* **EXERCISE DIRECTIONS**
Copy out, in full, each line of the records below that contains the string "with".

________________________

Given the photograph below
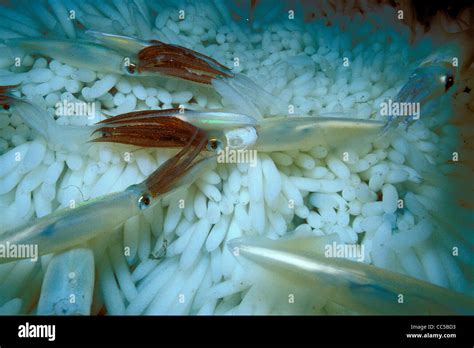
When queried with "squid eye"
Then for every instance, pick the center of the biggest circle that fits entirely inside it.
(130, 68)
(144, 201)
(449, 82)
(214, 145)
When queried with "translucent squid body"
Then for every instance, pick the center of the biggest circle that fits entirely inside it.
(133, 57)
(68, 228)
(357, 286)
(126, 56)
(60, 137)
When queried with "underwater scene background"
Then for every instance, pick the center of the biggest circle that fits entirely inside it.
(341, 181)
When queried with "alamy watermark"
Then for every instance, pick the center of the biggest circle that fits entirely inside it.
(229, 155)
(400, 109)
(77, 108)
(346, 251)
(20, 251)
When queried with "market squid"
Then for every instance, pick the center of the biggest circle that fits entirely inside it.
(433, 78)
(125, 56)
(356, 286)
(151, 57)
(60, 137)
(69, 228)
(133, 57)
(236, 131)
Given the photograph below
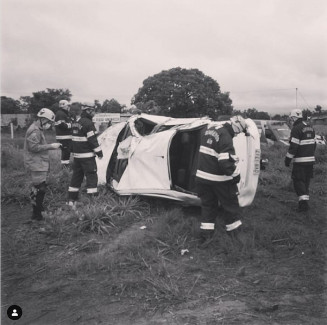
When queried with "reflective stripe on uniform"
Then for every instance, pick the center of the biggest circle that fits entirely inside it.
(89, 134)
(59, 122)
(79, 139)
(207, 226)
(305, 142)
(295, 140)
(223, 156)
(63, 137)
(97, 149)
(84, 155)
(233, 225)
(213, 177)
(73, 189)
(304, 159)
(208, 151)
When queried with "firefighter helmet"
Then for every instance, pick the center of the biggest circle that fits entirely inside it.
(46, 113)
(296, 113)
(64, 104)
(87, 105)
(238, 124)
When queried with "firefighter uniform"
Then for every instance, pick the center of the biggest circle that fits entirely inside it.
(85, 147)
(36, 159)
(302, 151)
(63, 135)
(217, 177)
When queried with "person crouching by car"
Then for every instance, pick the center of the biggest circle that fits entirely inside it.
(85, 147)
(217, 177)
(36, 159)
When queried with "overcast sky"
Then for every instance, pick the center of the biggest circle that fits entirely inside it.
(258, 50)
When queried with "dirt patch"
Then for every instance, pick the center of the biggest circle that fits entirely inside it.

________________________

* **EXERCISE OUTPUT**
When queried with "squid eye"
When queried with "translucent squid body"
When queried with "underwater scene background"
When queried with "alamy watermark"
When queried with "market squid"
When queried with "reflective stripe on uniform"
When queried with "firefighter helmet"
When queried with "firefighter uniform"
When queried with "person crouching by car"
When queried with "overcast sky"
When queried with "dirt patch"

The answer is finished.